• Task
Working from the records below, return word for word the line that contains "point: men's short" and each line after it, ending with the last. Skip all pictures.

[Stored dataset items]

%%

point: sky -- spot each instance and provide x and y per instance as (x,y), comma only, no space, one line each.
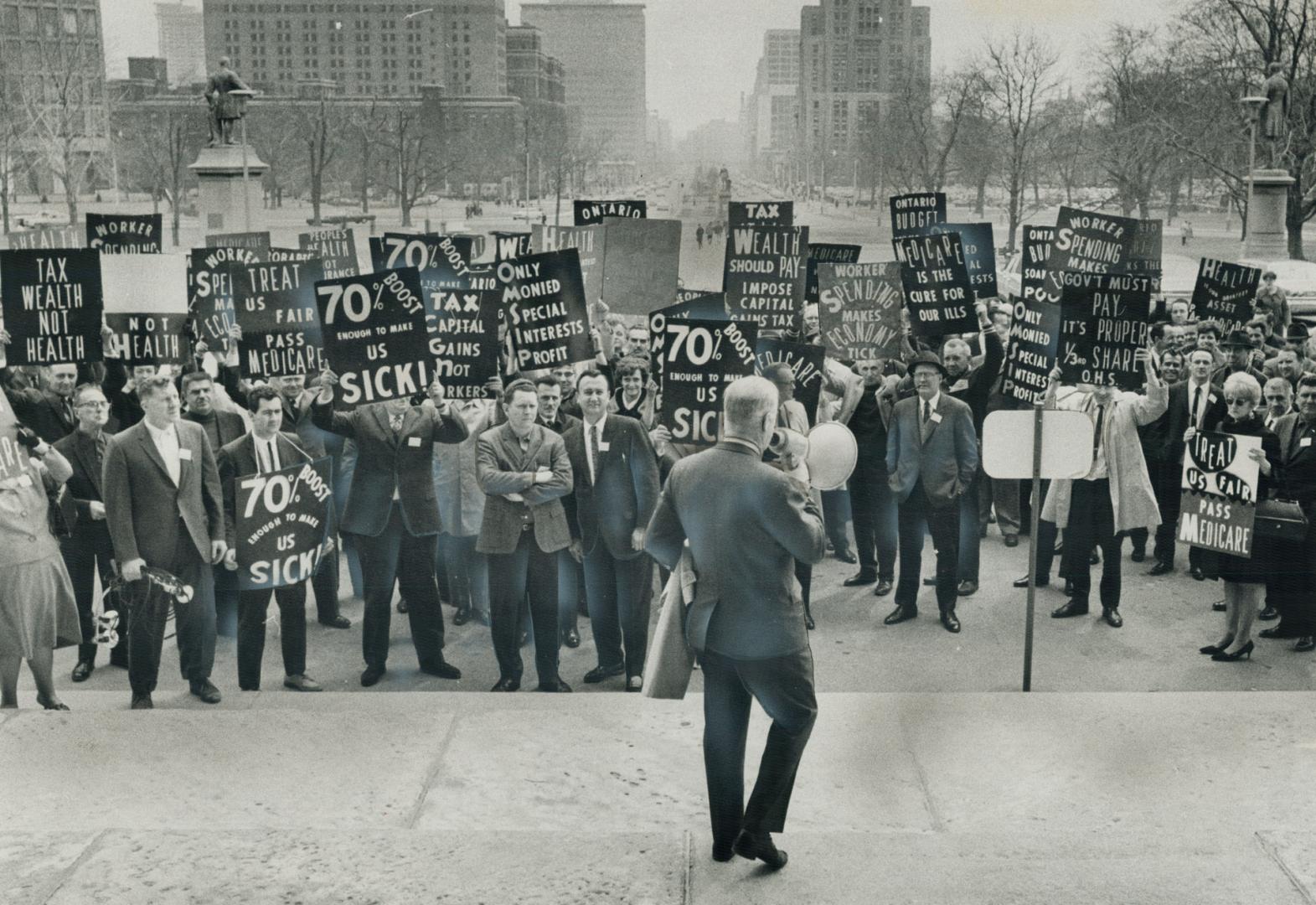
(702,54)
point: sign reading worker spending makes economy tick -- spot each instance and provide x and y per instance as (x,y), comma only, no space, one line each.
(1217,504)
(375,336)
(544,298)
(699,359)
(1103,329)
(766,273)
(760,214)
(912,215)
(52,306)
(281,525)
(859,310)
(936,285)
(124,234)
(591,212)
(276,306)
(1224,292)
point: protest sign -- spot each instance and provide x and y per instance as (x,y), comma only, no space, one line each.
(825,253)
(276,306)
(915,214)
(52,306)
(1224,292)
(979,255)
(641,265)
(859,310)
(1035,328)
(145,301)
(760,214)
(281,523)
(804,361)
(700,357)
(374,336)
(1217,504)
(124,234)
(936,285)
(1103,327)
(591,244)
(544,298)
(590,212)
(765,274)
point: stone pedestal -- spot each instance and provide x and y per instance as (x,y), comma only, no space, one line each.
(224,202)
(1267,237)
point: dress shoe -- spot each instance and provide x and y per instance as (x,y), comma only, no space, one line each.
(1071,608)
(901,614)
(442,668)
(302,684)
(760,846)
(205,690)
(601,674)
(861,577)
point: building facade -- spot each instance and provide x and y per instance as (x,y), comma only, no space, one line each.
(377,49)
(601,46)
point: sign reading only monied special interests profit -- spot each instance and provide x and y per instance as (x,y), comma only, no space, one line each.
(766,273)
(52,306)
(375,338)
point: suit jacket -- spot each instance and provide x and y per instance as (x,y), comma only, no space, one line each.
(504,468)
(624,492)
(237,460)
(142,504)
(746,525)
(389,463)
(947,463)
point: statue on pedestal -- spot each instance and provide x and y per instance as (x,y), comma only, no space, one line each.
(225,110)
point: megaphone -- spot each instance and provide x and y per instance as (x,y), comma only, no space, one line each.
(827,455)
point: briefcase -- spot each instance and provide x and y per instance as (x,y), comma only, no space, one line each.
(1281,520)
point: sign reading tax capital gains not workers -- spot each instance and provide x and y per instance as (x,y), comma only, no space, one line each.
(374,336)
(281,523)
(52,306)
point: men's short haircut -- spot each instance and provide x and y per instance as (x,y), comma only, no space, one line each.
(519,386)
(746,401)
(260,394)
(153,385)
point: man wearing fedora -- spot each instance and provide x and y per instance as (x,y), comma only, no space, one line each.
(932,458)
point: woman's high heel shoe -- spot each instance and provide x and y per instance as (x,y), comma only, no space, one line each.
(1245,651)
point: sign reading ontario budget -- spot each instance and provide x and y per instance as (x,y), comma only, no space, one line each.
(52,306)
(1217,504)
(281,525)
(699,359)
(375,338)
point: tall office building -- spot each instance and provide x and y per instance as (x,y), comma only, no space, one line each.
(853,55)
(601,48)
(182,39)
(384,48)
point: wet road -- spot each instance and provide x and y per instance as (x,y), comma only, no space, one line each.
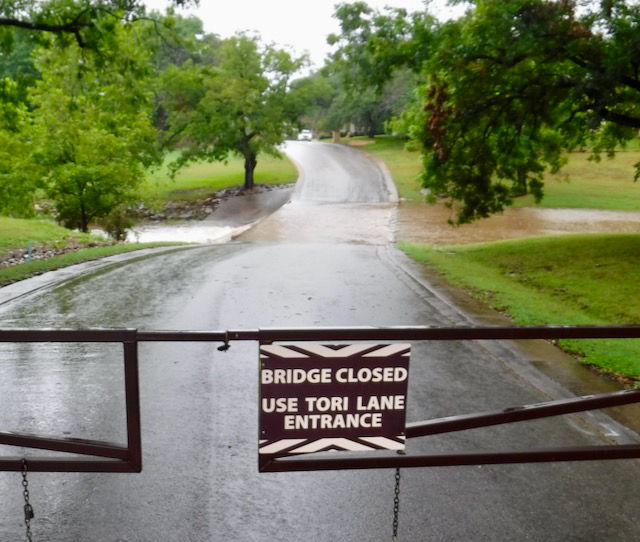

%%

• Result
point: men's short haircut -- spot each instance and provide x and y per instance as (x,y), comma only, no space, one line each.
(519,386)
(746,401)
(260,394)
(153,385)
point: man wearing fedora -- spot each instance and provide x and y per instance as (x,y), comma only, no space, one line each.
(932,458)
point: woman's high heel shoe -- spot each instance and provide x and y per instance as (x,y), comma only, no space, one line each.
(1245,651)
point: sign reading ontario budget -- spot each instance and provide x and y per instance as (x,y), comma only, no space, one line each.
(52,306)
(1217,504)
(281,525)
(699,359)
(375,338)
point: tall office building -- spot each instance and provide x and y per instance as (x,y), comma only, no space, one line each.
(853,55)
(601,48)
(182,39)
(384,48)
point: wet road -- spot each instance and provide x and y per instance as (x,y), comma only, no space, one line each.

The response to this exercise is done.